短い課題 1: 下の審判の文によると、平成24年1月17日付け、4月2日付け、8月2日付けの手続補正は、特許法第17条の2第3項の要件を満たしていないとされています。その理由を、文に書かれているとおりに説明してください。

### 引用文 ###

結論 本件審判の請求は、成り立たない。 
理由 1.手続の経緯
本願は、平成17年12月22日に出願した特願2005-370419号の一部を平成23年12月9日に新たな特許出願としたものであって、平成24年1月17日及び平成24年4月2日に手続補正がされ、平成24年5月7日付けで拒絶査定がなされ、これに対し、同年8月2日に拒絶査定不服審判が請求されると同時に手続補正がされ、平成25年4月22日付けで拒絶の理由が通知され、同年6月21日に手続補正がされたものである。

2.平成25年4月22日付けで通知した拒絶の理由の概要
理由1:平成24年1月17日付け、平成24年4月2日付け及び平成24年8月2日付けでした手続補正は、下記の点で願書に最初に添付した明細書又は図面に記載した事項の範囲内においてしたものでないから、特許法第17条の2第3項に規定する要件を満たしていない。
(1)平成24年1月17日付けでした手続補正は、ア.請求項2を「前記クロスフローファンの下端は、前記第1の熱交換器の前記前面下側部分の下端よりも下側に位置している、請求項1に記載の空気調和機の室内機。」と、イ.請求項6を「前記ディフューザ部の前記天面側壁面の延長線と前記スタビライザ部の延長線との交点は、前記クロスフローファンの下端よりも下側に位置している、請求項1から5のいずれかに記載の空気調和機の室内機。」と補正することを含むものである。

###

短い課題 2: 下の記録から、文字列「sink」を含む行をすべて抜き出してください。大文字と小文字は区別します。

### 処理する記録 ###

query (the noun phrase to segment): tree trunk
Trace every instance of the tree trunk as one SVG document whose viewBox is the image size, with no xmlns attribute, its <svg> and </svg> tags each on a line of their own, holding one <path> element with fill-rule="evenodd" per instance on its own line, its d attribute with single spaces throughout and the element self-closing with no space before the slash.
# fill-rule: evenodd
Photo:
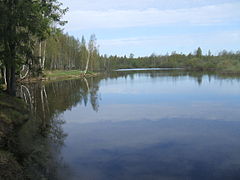
<svg viewBox="0 0 240 180">
<path fill-rule="evenodd" d="M 45 41 L 44 41 L 44 44 L 43 44 L 43 57 L 42 57 L 42 64 L 41 64 L 42 70 L 44 70 L 44 68 L 45 68 L 46 46 L 47 46 L 47 41 L 45 40 Z"/>
<path fill-rule="evenodd" d="M 88 52 L 87 63 L 86 63 L 86 68 L 85 68 L 84 74 L 87 73 L 89 61 L 90 61 L 90 52 Z"/>
</svg>

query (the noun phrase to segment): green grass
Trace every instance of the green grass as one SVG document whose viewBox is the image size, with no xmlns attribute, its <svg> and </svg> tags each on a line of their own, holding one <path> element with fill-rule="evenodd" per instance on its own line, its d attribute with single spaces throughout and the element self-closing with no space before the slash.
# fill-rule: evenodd
<svg viewBox="0 0 240 180">
<path fill-rule="evenodd" d="M 71 70 L 71 71 L 64 71 L 64 70 L 56 70 L 56 71 L 46 71 L 46 77 L 66 77 L 66 76 L 81 76 L 84 73 L 79 70 Z"/>
</svg>

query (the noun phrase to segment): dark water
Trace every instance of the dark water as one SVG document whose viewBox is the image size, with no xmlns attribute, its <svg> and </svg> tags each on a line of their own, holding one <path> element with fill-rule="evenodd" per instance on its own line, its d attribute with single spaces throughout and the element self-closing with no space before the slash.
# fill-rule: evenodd
<svg viewBox="0 0 240 180">
<path fill-rule="evenodd" d="M 65 122 L 51 126 L 67 134 L 57 179 L 240 179 L 239 77 L 120 71 L 26 88 L 36 114 Z"/>
</svg>

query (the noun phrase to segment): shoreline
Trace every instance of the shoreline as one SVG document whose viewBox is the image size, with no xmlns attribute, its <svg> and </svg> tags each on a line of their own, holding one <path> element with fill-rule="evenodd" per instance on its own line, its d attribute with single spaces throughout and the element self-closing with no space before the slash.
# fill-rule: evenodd
<svg viewBox="0 0 240 180">
<path fill-rule="evenodd" d="M 67 80 L 67 79 L 76 79 L 76 78 L 89 78 L 89 77 L 96 77 L 100 73 L 96 72 L 87 72 L 84 74 L 78 70 L 55 70 L 55 71 L 46 71 L 42 77 L 30 77 L 26 79 L 19 80 L 19 82 L 23 83 L 34 83 L 34 82 L 50 82 L 50 81 L 57 81 L 57 80 Z"/>
</svg>

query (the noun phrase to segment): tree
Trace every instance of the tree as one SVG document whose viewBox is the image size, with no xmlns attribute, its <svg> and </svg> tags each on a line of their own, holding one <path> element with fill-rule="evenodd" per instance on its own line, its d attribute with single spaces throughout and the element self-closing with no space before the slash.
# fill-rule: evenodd
<svg viewBox="0 0 240 180">
<path fill-rule="evenodd" d="M 197 57 L 202 57 L 202 49 L 200 47 L 196 51 L 196 56 Z"/>
<path fill-rule="evenodd" d="M 90 40 L 88 43 L 88 56 L 87 56 L 87 62 L 84 70 L 84 74 L 87 73 L 88 67 L 89 67 L 89 62 L 91 61 L 91 64 L 94 62 L 94 55 L 97 53 L 97 38 L 95 34 L 92 34 L 90 36 Z"/>
<path fill-rule="evenodd" d="M 0 44 L 6 68 L 7 93 L 16 95 L 16 75 L 20 66 L 33 58 L 36 41 L 46 39 L 53 22 L 63 25 L 58 0 L 4 0 L 0 1 Z"/>
</svg>

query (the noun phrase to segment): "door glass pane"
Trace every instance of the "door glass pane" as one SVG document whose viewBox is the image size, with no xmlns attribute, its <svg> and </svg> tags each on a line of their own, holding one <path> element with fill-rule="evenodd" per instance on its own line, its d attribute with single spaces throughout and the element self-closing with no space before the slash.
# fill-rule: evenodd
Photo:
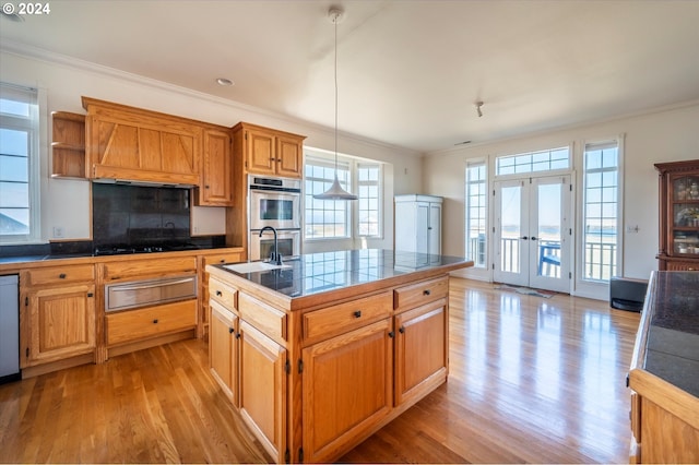
<svg viewBox="0 0 699 465">
<path fill-rule="evenodd" d="M 522 188 L 503 187 L 500 196 L 500 270 L 520 272 Z"/>
<path fill-rule="evenodd" d="M 540 276 L 560 277 L 560 183 L 538 186 L 537 273 Z"/>
</svg>

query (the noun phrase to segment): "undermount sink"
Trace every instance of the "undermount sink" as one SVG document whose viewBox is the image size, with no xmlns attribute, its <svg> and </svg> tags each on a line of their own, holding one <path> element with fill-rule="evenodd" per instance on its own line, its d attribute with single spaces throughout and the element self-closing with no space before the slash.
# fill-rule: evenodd
<svg viewBox="0 0 699 465">
<path fill-rule="evenodd" d="M 236 273 L 254 273 L 270 270 L 287 270 L 291 269 L 292 265 L 275 265 L 274 263 L 269 262 L 248 262 L 223 265 L 223 267 Z"/>
</svg>

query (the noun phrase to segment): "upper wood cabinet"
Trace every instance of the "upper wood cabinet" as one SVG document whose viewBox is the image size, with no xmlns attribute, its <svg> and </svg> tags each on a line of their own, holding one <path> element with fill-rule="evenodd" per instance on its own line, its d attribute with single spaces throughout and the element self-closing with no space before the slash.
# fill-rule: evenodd
<svg viewBox="0 0 699 465">
<path fill-rule="evenodd" d="M 203 133 L 201 183 L 194 196 L 198 205 L 233 206 L 233 151 L 230 130 L 206 128 Z"/>
<path fill-rule="evenodd" d="M 86 178 L 85 116 L 54 111 L 51 118 L 51 177 Z"/>
<path fill-rule="evenodd" d="M 199 184 L 196 121 L 87 97 L 83 107 L 90 178 Z"/>
<path fill-rule="evenodd" d="M 300 178 L 304 169 L 303 135 L 239 122 L 233 128 L 234 144 L 242 150 L 248 174 Z"/>
<path fill-rule="evenodd" d="M 660 270 L 699 270 L 699 160 L 656 164 Z"/>
</svg>

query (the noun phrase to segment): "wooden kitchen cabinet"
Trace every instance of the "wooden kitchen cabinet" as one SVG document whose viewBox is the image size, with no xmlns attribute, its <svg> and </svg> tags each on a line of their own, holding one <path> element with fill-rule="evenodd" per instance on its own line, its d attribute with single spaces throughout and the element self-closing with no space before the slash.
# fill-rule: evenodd
<svg viewBox="0 0 699 465">
<path fill-rule="evenodd" d="M 240 415 L 276 463 L 286 453 L 286 348 L 240 321 Z"/>
<path fill-rule="evenodd" d="M 393 406 L 390 318 L 303 350 L 304 461 L 329 462 Z"/>
<path fill-rule="evenodd" d="M 79 356 L 94 361 L 94 277 L 93 265 L 21 272 L 21 368 Z"/>
<path fill-rule="evenodd" d="M 230 130 L 206 128 L 203 132 L 201 182 L 198 205 L 233 206 L 233 151 Z"/>
<path fill-rule="evenodd" d="M 699 159 L 655 165 L 660 181 L 659 269 L 699 270 Z"/>
<path fill-rule="evenodd" d="M 237 263 L 242 261 L 242 251 L 238 252 L 220 252 L 208 255 L 202 255 L 199 261 L 199 326 L 197 330 L 197 337 L 205 339 L 209 334 L 209 273 L 206 273 L 206 265 L 224 264 L 224 263 Z M 224 303 L 225 306 L 225 303 Z"/>
<path fill-rule="evenodd" d="M 211 302 L 209 326 L 209 367 L 233 405 L 238 401 L 238 315 L 218 302 Z"/>
<path fill-rule="evenodd" d="M 68 111 L 54 111 L 51 119 L 51 177 L 87 178 L 87 172 L 85 172 L 85 116 Z"/>
<path fill-rule="evenodd" d="M 90 178 L 199 184 L 197 121 L 87 97 L 83 107 Z"/>
<path fill-rule="evenodd" d="M 247 122 L 236 124 L 233 136 L 248 174 L 301 178 L 305 136 Z"/>
</svg>

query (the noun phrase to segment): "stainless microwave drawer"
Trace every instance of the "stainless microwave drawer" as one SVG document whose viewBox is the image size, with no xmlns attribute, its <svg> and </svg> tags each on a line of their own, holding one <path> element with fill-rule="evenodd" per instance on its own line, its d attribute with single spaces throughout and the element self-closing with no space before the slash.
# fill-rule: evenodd
<svg viewBox="0 0 699 465">
<path fill-rule="evenodd" d="M 105 286 L 105 311 L 118 311 L 197 297 L 197 276 L 132 281 Z"/>
</svg>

###

解答 1: これらの手続補正は、願書に最初に添付した明細書または図面に記載した事項の範囲内で行われたものではないからです。

解答 2:
query (the noun phrase to segment): "undermount sink"
Trace every instance of the "undermount sink" as one SVG document whose viewBox is the image size, with no xmlns attribute, its <svg> and </svg> tags each on a line of their own, holding one <path> element with fill-rule="evenodd" per instance on its own line, its d attribute with single spaces throughout and the element self-closing with no space before the slash.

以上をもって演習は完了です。